= 2020 in birding and ornithology =

See also 2019 in birding and ornithology, main events of 2020 and 2021 in birding and ornithology

The year 2020 in birding and ornithology.

==Worldwide==
===New species===
 See also Bird species new to science described in the 2020s
==Africa==
===Guinea-Bissau===
- Up to 1250 vultures were found dead by poisoning in Guinea-Bissau, with many beheaded, suggesting the body parts were harvested for ritual or medicinal purposes. Among the species killed were the critically endangered hooded vulture (Necrosyrtes monachus).

==Asia==
===India===
- The critically endangered great Indian bustard (Ardeotis nigriceps) has been added to Appendix 1 of the Convention on the Conservation of Migratory Species of Wild Animals. The formerly widespread and abundant bird has disappeared from 90% of its former range and the Ministry of Environment, Forest and Climate Change plans to declare all great Indian bustard habitats, conservation reserves and to bury power lines underground in those areas.

===Myanmar===
- The government quadrupled the Gulf of Mottama Ramsar site to 161,030 ha. The gulf has one of the largest congregations of shorebirds in Southeast Asia with over 90,000 overwintering, and surveys by BANCA (BirdLife in Myanmar) found the gulf to be the single most important site for the critically endangered, spoon-billed sandpiper (Calidris pygmaea).

Extracted records:
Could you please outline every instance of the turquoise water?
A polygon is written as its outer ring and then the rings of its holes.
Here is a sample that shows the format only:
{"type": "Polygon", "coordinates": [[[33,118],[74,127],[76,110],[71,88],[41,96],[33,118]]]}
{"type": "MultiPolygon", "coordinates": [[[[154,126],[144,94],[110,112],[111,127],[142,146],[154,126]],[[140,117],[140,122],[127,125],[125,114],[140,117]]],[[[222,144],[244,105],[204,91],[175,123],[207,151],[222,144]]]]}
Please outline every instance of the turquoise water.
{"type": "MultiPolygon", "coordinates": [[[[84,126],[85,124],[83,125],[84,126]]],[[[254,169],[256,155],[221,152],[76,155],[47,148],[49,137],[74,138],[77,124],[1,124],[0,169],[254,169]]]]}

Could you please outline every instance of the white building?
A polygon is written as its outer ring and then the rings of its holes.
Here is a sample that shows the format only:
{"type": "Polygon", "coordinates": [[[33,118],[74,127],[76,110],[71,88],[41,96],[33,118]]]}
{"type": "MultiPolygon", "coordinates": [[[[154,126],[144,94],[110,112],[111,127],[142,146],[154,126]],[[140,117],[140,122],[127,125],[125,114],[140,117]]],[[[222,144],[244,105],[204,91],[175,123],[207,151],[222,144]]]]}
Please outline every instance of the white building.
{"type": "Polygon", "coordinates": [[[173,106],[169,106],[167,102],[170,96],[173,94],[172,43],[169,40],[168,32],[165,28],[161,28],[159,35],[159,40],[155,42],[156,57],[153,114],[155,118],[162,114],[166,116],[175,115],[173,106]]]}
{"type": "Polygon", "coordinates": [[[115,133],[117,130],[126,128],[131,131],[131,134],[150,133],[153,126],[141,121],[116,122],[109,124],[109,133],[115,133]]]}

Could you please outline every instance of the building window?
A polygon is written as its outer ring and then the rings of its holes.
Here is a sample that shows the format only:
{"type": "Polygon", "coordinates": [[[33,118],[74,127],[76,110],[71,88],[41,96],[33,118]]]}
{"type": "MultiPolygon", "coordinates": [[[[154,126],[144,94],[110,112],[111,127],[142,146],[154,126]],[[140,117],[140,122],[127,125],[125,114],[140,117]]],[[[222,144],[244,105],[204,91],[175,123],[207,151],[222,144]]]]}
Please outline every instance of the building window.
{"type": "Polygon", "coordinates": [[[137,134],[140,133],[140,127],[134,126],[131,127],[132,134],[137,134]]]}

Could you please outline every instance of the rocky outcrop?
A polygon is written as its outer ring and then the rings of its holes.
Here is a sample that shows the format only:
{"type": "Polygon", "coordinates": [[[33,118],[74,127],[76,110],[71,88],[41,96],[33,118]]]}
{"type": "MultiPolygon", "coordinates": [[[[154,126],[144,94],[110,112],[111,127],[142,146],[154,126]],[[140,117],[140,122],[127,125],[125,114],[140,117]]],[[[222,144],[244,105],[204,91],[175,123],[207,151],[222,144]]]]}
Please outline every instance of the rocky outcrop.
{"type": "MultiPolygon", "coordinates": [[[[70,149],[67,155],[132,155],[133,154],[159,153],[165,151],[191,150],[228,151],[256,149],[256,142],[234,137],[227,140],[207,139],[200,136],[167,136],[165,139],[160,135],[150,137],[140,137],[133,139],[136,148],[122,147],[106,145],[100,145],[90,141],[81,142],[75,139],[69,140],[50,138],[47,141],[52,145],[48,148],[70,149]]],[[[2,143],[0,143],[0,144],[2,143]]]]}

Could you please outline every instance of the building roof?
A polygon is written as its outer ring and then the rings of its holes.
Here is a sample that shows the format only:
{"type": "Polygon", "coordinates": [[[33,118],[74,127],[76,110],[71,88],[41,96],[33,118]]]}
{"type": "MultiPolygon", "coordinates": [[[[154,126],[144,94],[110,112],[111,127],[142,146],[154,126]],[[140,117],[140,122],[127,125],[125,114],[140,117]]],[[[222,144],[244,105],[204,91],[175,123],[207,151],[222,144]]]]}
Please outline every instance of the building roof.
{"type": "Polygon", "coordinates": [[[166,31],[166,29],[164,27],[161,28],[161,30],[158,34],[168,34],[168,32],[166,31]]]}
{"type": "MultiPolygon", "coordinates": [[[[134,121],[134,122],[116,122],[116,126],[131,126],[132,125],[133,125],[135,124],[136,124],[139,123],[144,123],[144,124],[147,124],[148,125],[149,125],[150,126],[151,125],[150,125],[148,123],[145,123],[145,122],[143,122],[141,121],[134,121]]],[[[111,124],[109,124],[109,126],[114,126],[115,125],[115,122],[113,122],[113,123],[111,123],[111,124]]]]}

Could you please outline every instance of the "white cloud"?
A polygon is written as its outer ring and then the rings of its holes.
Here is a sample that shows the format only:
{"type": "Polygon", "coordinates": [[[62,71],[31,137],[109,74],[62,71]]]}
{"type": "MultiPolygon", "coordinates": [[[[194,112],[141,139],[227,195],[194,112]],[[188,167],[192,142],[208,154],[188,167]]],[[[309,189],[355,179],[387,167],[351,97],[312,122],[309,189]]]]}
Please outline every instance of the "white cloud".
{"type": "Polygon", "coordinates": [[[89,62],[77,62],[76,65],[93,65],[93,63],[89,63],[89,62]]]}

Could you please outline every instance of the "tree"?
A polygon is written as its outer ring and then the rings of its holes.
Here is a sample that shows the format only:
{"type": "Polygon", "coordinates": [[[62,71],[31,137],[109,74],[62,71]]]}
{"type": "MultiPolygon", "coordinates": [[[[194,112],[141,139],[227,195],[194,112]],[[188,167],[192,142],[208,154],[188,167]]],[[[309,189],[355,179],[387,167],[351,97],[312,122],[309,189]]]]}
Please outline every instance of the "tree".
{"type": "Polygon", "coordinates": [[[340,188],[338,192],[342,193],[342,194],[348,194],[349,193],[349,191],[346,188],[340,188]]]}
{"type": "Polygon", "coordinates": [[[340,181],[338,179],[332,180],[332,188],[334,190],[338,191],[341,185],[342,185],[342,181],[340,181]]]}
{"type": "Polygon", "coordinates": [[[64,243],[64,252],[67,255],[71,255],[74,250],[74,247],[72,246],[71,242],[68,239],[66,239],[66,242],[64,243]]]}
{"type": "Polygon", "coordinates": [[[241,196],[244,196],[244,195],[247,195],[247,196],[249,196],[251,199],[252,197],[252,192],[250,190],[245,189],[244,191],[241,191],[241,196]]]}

Questions:
1. Output the passage of the 2020 birding and ornithology article from "See also 2019" up to and including "vulture (Necrosyrtes monachus).", copied word for word.
2. Please continue the 2020 birding and ornithology article from the point where it stops.

Responses for each task:
1.
See also 2019 in birding and ornithology, main events of 2020 and 2021 in birding and ornithology

The year 2020 in birding and ornithology.

==Worldwide==
===New species===
 See also Bird species new to science described in the 2020s
==Africa==
===Guinea-Bissau===
- Up to 1250 vultures were found dead by poisoning in Guinea-Bissau, with many beheaded, suggesting the body parts were harvested for ritual or medicinal purposes. Among the species killed were the critically endangered hooded vulture (Necrosyrtes monachus).

2.
==Europe==
===Britain===
- Natural England granted licences to three falconers, to take up to six peregrine falcons (Falco peregrinus) from the nests of wild birds for falconry. Conditions include, nests must have at least three chicks and only the smallest chick can be removed. Chicks cannot be removed from upland areas where persecution of birds of prey is still a risk. Scottish Natural Heritage turned down a similar application.

====Breeding birds====
- The tern colony at Blakeney Point, Norfolk had its most successful breeding season in 25 years, attributed to the lack of visitors the area due to the coronavirus pandemic,
  - 2425 pairs of Sandwich terns (Thalasseus sandvicensis) fledged 1100 chicks, triple the number in 2019
  - 289 pairs of common tern (Sterna hirundo) fledged 170 chicks, the highest since 1999
  - more than 200 little tern (Sternula albifrons) chicks fledged, the most since 1994.
- Arctic tern (Sterna paradisaea) failed to breed at Long Nanny, Northumberland; their only breeding failure since they first nested here in 1980. Reasons for the failure include, exceptionally high tides in June which washed away some of the nests, predation by stoats and rats, and disturbance by people and a loose dog, leading to the remaining terns abandoning their nests. Six little tern fledged.
- 130 breeding pairs of roseate tern (Sterna dougallii) recorded at Coquet Island, Northumberland, its only UK colony.
- White Stork Project – 21 white stork (Ciconia ciconia) were released into the wild from Knepp Castle. Eight were fitted with GPS trackers and two were tracked flying over the Strait of Gibraltar to Morocco in October.

====Rare birds====
- In June and July, a bearded vulture (Gypaetus barbatus) was seen in the West Midlands and Peak District. Thought to be a juvenile from a reintroduction project in the Alps it has also been recorded from the Netherlands, Belgium, northern France and Alderney. It is only the second British record.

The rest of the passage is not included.